**DIRECTIONS**
As the lines appear below, please set them down exactly, starting at the first and finishing with the one containing "Identify child's hand in the frame above.".

**EXERCISE DATA**

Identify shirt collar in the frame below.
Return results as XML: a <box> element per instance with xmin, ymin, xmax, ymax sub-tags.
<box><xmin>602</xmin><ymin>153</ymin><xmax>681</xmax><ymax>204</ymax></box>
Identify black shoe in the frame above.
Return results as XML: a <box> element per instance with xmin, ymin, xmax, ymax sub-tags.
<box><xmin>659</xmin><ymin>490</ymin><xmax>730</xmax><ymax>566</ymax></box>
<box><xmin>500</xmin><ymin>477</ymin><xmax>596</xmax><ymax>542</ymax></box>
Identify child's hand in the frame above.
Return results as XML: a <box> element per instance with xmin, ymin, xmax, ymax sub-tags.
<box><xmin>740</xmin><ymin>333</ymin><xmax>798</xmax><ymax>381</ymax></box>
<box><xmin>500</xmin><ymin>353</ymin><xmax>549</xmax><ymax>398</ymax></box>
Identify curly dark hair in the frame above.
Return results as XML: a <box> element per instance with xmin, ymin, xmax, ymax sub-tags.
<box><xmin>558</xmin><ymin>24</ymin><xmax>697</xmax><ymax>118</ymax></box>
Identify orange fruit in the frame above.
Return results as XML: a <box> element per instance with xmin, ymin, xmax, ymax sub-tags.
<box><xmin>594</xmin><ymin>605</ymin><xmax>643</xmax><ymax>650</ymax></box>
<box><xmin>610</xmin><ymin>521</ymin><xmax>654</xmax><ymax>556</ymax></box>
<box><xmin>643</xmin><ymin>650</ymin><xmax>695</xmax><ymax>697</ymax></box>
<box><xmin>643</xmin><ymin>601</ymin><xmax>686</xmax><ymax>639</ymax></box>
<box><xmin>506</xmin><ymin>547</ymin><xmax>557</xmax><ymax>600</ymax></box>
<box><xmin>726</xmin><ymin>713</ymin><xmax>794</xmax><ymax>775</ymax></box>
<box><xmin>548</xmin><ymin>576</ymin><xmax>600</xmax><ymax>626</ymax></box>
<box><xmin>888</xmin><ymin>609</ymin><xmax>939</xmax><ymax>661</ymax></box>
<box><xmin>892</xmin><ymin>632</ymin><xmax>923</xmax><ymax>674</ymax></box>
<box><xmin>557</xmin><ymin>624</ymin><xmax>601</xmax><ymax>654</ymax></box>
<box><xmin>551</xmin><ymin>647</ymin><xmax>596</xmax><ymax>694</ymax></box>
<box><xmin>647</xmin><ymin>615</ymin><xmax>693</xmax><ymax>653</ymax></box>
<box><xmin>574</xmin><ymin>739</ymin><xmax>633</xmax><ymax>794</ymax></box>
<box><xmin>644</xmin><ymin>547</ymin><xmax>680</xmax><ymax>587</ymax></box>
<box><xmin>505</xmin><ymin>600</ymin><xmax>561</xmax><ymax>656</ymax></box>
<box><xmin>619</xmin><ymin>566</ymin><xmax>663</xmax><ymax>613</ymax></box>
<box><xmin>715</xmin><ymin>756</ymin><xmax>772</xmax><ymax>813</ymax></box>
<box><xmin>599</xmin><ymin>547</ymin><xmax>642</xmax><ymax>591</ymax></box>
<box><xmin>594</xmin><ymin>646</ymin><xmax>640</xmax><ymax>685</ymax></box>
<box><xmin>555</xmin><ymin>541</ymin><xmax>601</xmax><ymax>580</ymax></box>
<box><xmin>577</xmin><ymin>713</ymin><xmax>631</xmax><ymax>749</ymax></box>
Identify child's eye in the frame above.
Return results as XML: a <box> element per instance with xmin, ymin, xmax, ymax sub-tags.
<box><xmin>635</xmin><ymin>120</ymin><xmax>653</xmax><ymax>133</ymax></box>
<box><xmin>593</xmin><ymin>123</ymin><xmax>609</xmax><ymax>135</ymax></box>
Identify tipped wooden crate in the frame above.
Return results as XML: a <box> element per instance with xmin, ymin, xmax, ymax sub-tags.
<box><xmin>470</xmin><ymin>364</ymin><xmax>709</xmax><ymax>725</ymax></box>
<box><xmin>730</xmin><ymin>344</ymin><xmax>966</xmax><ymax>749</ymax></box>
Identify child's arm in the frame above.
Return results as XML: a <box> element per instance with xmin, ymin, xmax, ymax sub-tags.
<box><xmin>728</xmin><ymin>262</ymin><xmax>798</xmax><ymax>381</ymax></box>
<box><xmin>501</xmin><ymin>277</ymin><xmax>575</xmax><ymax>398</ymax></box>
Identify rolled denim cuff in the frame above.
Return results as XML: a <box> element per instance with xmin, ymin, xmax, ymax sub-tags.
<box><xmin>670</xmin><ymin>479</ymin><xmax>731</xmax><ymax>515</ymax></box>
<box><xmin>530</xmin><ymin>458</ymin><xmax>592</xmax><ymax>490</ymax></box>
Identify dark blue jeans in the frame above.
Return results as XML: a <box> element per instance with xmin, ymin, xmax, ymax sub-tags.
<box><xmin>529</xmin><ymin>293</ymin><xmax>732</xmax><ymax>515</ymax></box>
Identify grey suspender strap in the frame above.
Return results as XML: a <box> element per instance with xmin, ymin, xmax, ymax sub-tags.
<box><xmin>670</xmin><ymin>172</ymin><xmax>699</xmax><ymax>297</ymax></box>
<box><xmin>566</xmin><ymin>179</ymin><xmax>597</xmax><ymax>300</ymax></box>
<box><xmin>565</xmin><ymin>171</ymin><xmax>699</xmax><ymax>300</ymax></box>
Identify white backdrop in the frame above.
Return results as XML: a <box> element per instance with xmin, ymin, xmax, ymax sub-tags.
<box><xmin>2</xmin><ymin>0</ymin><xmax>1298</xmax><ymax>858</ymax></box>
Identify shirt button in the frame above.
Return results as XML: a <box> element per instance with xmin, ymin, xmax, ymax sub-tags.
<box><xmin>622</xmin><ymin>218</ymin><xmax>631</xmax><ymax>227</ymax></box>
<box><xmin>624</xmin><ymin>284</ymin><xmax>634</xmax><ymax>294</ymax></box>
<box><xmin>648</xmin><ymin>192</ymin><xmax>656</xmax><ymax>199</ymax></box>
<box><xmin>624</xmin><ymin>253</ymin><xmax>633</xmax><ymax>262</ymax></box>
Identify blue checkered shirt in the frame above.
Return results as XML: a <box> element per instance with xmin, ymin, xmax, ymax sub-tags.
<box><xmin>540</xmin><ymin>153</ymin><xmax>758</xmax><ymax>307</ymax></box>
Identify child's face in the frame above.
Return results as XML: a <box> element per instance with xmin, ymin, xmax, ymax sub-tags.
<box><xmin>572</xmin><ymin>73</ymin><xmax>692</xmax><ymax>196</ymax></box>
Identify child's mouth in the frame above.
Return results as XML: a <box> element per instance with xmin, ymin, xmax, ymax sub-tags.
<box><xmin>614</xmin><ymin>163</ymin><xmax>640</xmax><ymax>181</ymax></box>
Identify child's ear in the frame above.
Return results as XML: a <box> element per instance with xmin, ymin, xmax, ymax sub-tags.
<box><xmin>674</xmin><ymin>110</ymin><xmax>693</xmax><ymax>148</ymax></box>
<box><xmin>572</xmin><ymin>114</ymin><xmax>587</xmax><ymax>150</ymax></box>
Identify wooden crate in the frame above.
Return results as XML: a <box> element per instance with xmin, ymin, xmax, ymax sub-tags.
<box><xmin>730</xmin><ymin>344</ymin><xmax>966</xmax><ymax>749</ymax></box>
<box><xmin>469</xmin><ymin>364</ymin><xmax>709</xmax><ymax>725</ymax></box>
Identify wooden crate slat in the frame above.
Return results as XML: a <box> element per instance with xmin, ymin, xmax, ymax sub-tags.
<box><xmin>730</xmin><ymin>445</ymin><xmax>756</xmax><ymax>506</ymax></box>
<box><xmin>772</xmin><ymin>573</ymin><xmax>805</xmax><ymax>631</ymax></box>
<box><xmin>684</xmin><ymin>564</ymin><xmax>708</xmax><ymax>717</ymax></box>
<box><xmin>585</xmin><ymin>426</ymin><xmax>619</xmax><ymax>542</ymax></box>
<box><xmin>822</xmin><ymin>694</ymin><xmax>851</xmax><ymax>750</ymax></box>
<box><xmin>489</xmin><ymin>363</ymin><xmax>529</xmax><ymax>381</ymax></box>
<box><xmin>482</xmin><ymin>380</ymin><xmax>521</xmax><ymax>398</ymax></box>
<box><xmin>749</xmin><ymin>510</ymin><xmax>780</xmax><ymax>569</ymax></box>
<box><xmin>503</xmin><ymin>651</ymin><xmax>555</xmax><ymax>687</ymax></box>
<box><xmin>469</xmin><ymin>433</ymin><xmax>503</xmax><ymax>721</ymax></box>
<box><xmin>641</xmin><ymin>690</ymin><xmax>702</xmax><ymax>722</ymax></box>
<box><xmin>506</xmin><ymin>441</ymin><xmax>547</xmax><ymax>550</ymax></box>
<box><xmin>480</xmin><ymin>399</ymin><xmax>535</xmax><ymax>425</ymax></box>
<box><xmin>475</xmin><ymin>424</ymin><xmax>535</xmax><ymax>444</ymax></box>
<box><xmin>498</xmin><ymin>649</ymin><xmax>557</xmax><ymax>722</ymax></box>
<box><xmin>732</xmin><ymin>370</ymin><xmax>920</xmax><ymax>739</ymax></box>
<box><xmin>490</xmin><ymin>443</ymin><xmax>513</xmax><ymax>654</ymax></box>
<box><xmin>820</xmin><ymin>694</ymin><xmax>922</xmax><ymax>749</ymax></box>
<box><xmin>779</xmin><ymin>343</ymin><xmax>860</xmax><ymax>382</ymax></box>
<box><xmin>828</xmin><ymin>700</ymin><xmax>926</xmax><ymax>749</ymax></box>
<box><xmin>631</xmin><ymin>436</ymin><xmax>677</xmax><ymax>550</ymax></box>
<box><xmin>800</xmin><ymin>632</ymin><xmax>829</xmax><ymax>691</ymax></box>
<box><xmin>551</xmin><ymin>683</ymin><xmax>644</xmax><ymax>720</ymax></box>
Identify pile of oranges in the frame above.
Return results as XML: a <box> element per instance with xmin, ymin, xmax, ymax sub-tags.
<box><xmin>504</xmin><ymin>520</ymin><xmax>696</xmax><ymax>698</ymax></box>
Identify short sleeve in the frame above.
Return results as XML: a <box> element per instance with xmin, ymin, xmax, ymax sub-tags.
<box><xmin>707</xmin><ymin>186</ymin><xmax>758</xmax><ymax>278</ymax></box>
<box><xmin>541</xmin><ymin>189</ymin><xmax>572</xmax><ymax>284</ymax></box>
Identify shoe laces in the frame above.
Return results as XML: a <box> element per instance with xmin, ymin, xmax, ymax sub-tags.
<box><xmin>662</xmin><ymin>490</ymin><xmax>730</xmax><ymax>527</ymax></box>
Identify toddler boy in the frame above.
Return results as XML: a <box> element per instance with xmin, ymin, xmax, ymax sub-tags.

**REPLY TO THE TASK**
Identify shirt collar in the frame below.
Return results as XML: a <box> element per instance with xmin, ymin, xmax, ymax sub-tags.
<box><xmin>602</xmin><ymin>153</ymin><xmax>681</xmax><ymax>204</ymax></box>
Identify black shoe in the frame above.
Return results as XML: a <box> element per instance with xmin, ymin, xmax, ymax sub-tags.
<box><xmin>659</xmin><ymin>490</ymin><xmax>730</xmax><ymax>566</ymax></box>
<box><xmin>500</xmin><ymin>477</ymin><xmax>596</xmax><ymax>542</ymax></box>
Identify child's hand in the frame above.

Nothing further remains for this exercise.